CHALLENGE:
Write out the material from the line containing "Can you find the teal" through the last line, including both ends, with every line unchanged.

RECORDED INFORMATION:
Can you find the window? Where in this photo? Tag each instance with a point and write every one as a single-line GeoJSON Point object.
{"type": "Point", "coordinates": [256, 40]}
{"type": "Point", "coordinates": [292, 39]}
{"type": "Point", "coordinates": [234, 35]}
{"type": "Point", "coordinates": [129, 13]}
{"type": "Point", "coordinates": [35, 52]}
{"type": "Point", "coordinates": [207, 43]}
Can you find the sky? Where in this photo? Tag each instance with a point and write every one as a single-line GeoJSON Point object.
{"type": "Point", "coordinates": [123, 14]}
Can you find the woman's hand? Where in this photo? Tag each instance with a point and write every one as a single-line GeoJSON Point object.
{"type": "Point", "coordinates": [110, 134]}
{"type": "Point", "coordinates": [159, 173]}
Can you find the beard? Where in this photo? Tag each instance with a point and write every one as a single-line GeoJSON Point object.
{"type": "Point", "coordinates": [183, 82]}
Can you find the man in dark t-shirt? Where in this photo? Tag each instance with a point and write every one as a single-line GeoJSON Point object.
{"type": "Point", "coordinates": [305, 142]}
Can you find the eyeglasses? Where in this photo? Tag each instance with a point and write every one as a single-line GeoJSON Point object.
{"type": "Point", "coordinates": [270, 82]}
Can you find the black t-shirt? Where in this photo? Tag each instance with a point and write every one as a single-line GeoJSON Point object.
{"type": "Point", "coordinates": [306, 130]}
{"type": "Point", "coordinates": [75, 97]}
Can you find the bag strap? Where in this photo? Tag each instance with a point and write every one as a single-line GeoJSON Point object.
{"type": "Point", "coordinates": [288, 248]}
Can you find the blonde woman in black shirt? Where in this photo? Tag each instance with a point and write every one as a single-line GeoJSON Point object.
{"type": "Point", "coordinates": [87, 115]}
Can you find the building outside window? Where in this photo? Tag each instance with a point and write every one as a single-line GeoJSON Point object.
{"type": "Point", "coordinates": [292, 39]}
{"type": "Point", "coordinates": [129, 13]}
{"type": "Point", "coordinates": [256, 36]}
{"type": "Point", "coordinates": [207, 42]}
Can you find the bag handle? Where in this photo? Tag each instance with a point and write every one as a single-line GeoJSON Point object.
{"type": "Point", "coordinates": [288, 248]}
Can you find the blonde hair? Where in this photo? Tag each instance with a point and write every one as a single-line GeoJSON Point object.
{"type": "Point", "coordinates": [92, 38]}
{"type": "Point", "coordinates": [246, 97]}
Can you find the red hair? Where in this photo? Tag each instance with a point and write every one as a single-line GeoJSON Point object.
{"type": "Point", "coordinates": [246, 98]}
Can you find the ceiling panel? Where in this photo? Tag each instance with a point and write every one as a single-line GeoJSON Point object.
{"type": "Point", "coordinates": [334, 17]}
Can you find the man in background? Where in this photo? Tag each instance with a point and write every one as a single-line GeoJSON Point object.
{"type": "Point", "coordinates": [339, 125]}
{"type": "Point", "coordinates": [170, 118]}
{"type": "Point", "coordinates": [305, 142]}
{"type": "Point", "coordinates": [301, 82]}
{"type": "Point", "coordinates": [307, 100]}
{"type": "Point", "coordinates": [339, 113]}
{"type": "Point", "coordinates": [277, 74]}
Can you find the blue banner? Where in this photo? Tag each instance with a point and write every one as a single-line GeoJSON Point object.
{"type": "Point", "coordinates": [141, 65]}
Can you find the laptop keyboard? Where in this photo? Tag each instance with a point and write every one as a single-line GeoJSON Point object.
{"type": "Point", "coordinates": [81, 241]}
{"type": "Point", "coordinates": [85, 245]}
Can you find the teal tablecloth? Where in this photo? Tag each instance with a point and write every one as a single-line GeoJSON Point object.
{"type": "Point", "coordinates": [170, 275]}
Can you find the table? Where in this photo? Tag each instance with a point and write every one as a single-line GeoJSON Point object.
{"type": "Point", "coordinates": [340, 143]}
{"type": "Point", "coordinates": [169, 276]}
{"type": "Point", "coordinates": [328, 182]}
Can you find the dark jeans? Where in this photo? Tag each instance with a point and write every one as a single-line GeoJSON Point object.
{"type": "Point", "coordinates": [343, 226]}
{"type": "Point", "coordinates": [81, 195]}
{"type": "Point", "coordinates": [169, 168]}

TASK SOLUTION:
Can you find the teal tablecloth? Where in this photo? Tag each instance with a point and write every one as a single-line GeoJSON Point object.
{"type": "Point", "coordinates": [170, 275]}
Can you find the table? Where in this photo? Tag each instance with a point and write every one as a single-line GeoJSON Point object.
{"type": "Point", "coordinates": [340, 143]}
{"type": "Point", "coordinates": [169, 276]}
{"type": "Point", "coordinates": [328, 182]}
Can you find the dark jeans? Where in this photo? Tag each instance with a point and write every one as a single-line GeoJSON Point object.
{"type": "Point", "coordinates": [343, 226]}
{"type": "Point", "coordinates": [81, 195]}
{"type": "Point", "coordinates": [169, 168]}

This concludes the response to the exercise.